**SET EXERCISE:** Give again, unchanged, the part of the records that opens with the line containing "Locate the green" and closes with the line containing "0,0 -> 106,119", both lines included.

─── PROVIDED RECORDS

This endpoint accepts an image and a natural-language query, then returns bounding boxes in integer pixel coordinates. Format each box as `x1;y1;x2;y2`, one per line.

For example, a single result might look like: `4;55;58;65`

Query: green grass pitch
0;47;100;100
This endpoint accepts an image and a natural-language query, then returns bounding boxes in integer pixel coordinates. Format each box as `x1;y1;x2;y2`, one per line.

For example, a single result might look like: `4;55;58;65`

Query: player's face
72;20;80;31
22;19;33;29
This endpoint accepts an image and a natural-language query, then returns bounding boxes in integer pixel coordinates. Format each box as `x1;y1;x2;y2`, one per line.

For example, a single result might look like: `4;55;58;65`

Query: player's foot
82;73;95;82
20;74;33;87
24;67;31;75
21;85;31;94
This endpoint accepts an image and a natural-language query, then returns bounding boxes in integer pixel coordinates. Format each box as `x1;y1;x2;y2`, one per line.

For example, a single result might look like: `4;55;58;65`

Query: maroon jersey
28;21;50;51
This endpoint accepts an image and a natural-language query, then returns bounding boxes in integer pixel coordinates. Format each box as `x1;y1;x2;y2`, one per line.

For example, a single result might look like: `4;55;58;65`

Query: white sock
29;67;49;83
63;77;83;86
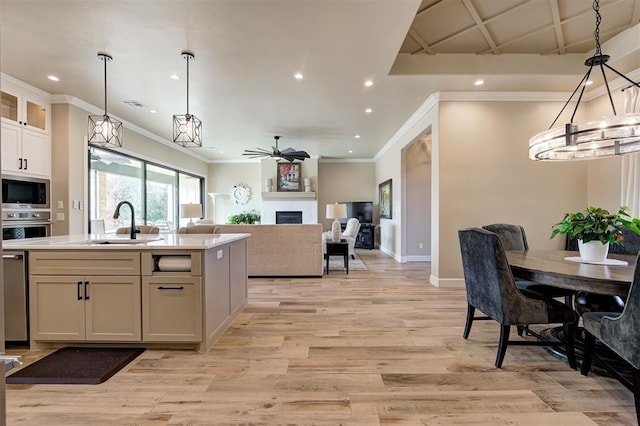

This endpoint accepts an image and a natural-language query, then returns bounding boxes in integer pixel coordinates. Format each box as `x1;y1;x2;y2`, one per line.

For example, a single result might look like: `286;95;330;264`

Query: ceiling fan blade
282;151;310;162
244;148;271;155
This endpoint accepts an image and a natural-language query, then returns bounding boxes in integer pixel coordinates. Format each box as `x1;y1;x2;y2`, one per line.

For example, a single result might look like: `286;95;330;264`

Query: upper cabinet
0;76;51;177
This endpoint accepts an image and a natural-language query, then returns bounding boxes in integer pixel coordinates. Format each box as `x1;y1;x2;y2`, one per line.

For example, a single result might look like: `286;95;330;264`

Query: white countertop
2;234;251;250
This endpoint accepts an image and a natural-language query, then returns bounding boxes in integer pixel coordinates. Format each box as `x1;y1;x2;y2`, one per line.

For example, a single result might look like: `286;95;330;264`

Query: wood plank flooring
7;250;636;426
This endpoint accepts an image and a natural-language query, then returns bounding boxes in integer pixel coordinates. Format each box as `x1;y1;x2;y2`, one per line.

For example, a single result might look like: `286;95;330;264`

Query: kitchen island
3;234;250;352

──────
─── PROVIDED RECORDS

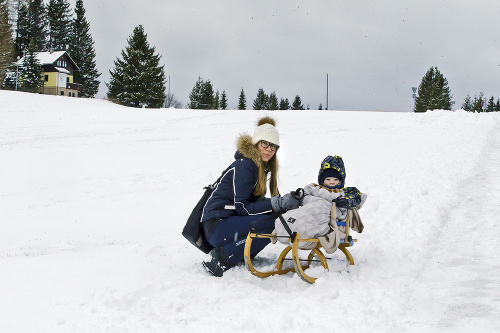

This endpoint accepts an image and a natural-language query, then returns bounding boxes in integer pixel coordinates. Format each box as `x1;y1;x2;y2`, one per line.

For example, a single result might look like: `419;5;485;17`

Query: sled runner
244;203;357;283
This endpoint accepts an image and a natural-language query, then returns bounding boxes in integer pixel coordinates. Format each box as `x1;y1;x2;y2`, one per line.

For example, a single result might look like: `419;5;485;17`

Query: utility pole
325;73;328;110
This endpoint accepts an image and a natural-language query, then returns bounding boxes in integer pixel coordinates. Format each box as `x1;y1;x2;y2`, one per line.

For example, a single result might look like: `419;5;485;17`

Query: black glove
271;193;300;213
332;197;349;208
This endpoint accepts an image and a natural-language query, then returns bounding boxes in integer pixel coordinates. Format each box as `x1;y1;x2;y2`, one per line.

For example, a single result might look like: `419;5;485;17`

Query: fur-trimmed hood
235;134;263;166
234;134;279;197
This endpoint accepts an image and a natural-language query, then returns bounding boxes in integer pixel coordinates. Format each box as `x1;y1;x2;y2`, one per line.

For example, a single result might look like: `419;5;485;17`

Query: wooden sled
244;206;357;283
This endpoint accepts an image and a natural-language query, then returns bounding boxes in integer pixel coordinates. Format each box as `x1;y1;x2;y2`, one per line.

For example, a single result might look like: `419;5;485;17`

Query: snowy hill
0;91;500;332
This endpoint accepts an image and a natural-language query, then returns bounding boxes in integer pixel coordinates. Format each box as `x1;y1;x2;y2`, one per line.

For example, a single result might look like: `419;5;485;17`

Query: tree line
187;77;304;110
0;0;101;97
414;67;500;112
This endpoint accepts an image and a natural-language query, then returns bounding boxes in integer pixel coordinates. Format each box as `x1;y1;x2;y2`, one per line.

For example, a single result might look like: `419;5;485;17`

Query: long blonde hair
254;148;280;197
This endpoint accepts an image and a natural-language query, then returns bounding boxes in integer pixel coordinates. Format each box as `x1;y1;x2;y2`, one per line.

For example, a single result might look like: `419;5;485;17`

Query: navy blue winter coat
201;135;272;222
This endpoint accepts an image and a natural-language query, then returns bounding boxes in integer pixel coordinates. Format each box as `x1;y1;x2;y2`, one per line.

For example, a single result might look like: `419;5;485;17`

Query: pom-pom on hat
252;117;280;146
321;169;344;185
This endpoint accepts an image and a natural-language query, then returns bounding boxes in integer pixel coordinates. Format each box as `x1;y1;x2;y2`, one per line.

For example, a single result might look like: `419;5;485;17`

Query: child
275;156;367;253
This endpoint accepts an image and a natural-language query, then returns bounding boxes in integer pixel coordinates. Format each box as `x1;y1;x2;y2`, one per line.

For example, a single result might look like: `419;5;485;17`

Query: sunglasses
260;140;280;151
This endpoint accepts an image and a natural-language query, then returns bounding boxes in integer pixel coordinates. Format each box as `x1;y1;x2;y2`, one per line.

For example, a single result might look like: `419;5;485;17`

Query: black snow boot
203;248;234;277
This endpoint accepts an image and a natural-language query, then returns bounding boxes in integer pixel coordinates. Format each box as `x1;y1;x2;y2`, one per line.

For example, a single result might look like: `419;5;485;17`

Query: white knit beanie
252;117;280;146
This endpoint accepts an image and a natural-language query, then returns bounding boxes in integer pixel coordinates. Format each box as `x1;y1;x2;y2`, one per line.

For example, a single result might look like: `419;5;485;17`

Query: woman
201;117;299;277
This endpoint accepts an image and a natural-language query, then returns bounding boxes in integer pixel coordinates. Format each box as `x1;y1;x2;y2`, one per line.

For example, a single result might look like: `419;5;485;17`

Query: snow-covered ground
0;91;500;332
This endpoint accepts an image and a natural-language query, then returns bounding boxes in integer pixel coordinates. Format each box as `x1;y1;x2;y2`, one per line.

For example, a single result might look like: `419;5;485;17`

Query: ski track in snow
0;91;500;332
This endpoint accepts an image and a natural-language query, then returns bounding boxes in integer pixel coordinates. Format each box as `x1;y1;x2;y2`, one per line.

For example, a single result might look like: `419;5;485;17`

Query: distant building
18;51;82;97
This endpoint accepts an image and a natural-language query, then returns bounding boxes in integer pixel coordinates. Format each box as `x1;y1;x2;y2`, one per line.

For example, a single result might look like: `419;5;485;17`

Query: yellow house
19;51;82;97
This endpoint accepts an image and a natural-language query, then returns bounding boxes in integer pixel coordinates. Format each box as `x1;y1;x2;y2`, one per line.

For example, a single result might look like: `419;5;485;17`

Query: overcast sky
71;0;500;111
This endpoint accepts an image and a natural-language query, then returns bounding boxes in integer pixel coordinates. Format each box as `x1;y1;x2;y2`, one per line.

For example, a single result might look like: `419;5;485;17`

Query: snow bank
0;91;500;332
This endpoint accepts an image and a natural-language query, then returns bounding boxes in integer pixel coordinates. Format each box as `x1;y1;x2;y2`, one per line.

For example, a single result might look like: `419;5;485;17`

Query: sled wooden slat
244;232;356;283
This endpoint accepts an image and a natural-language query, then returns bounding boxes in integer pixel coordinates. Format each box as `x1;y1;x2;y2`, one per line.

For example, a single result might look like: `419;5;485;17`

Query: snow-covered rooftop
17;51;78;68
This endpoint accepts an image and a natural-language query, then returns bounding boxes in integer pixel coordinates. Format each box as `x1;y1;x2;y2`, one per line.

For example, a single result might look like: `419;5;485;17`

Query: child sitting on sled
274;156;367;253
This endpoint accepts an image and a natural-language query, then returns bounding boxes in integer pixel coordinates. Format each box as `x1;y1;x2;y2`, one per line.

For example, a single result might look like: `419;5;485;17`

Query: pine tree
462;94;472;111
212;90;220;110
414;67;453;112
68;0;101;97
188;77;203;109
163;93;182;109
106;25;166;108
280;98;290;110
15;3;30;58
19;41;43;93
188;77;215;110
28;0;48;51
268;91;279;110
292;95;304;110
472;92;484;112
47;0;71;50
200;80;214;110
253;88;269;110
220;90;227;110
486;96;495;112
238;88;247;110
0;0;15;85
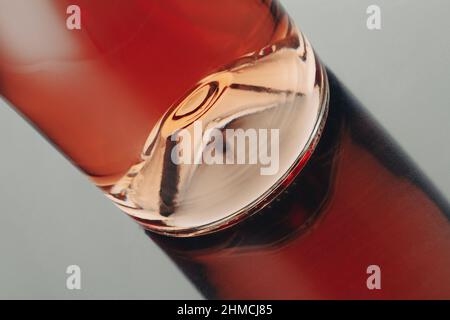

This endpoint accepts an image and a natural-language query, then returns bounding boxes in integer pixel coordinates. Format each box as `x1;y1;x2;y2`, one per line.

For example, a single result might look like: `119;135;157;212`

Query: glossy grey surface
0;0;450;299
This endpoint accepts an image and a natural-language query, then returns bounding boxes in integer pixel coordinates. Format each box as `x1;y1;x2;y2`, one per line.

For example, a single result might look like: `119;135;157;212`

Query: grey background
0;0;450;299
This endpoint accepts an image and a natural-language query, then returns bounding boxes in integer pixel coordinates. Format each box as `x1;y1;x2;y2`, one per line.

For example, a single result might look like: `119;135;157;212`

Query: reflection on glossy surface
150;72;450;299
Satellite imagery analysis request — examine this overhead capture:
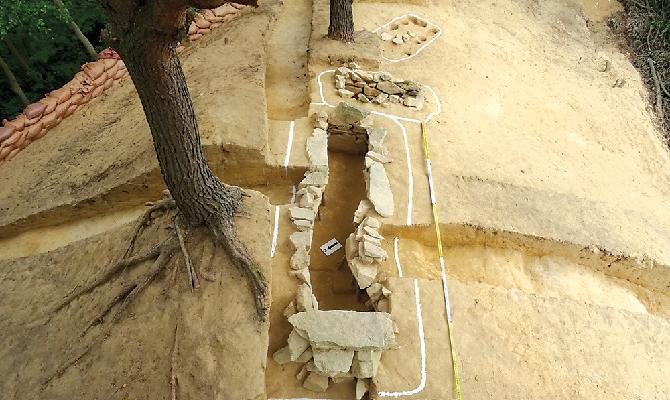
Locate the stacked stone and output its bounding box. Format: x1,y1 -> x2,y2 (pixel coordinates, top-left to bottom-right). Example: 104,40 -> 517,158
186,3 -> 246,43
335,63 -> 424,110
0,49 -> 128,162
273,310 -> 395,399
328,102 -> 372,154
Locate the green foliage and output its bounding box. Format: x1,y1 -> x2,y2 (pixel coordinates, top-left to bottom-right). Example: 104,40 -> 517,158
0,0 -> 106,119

──────

**ANSWER IN FULL:**
Locate the green foliage and output its bounding box. Format: x1,y1 -> x2,y2 (pixel coordinates, top-left to bottom-right). Example: 104,40 -> 517,158
0,0 -> 106,119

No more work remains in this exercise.